- [Aim]: Format everything from the line containing "man in fedora" down to the last of the items as a two-column CSV with headers input and output. Give one row per item, with its text and its answer each in a single quoted field and line breaks replaced by spaces.

┄┄┄┄┄┄┄┄┄┄┄┄┄┄┄┄┄┄┄┄

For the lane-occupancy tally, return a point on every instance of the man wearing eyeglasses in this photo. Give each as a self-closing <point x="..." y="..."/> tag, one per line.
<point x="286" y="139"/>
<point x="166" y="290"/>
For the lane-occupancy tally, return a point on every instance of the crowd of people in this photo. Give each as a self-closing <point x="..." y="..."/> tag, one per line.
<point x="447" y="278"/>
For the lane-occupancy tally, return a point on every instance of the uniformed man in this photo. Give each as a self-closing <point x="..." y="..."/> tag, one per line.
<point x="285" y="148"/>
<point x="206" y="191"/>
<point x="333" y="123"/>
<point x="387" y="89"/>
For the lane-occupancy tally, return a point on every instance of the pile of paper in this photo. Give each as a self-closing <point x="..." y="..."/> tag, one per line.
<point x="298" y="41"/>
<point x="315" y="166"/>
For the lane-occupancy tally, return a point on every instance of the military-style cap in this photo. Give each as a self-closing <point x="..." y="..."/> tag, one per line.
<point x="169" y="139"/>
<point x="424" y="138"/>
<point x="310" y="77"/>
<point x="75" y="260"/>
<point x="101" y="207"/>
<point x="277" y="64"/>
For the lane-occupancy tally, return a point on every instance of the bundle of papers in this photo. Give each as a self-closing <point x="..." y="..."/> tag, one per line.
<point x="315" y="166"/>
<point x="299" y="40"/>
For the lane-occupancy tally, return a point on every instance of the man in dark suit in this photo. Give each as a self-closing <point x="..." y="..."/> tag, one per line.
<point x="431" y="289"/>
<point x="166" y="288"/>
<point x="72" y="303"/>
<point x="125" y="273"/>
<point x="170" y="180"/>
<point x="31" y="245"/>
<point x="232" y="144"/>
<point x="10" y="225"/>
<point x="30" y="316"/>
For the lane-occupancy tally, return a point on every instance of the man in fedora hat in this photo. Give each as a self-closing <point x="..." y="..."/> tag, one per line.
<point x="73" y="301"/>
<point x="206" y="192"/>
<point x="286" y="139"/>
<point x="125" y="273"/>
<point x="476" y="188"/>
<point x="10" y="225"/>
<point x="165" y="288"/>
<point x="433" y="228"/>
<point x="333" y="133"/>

┄┄┄┄┄┄┄┄┄┄┄┄┄┄┄┄┄┄┄┄

- [Result]:
input,output
"For the lane-occupancy tally, return a point on every instance of the man in fedora hat in this photo. Give each as a self-closing <point x=""..."" y=""...""/> tag, one per line.","<point x=""73"" y=""301""/> <point x=""206"" y=""192""/> <point x=""286"" y=""139""/> <point x=""125"" y=""273""/> <point x=""476"" y=""188""/> <point x=""10"" y=""225""/> <point x=""165"" y=""288""/> <point x=""433"" y=""228""/> <point x=""333"" y=""133""/>"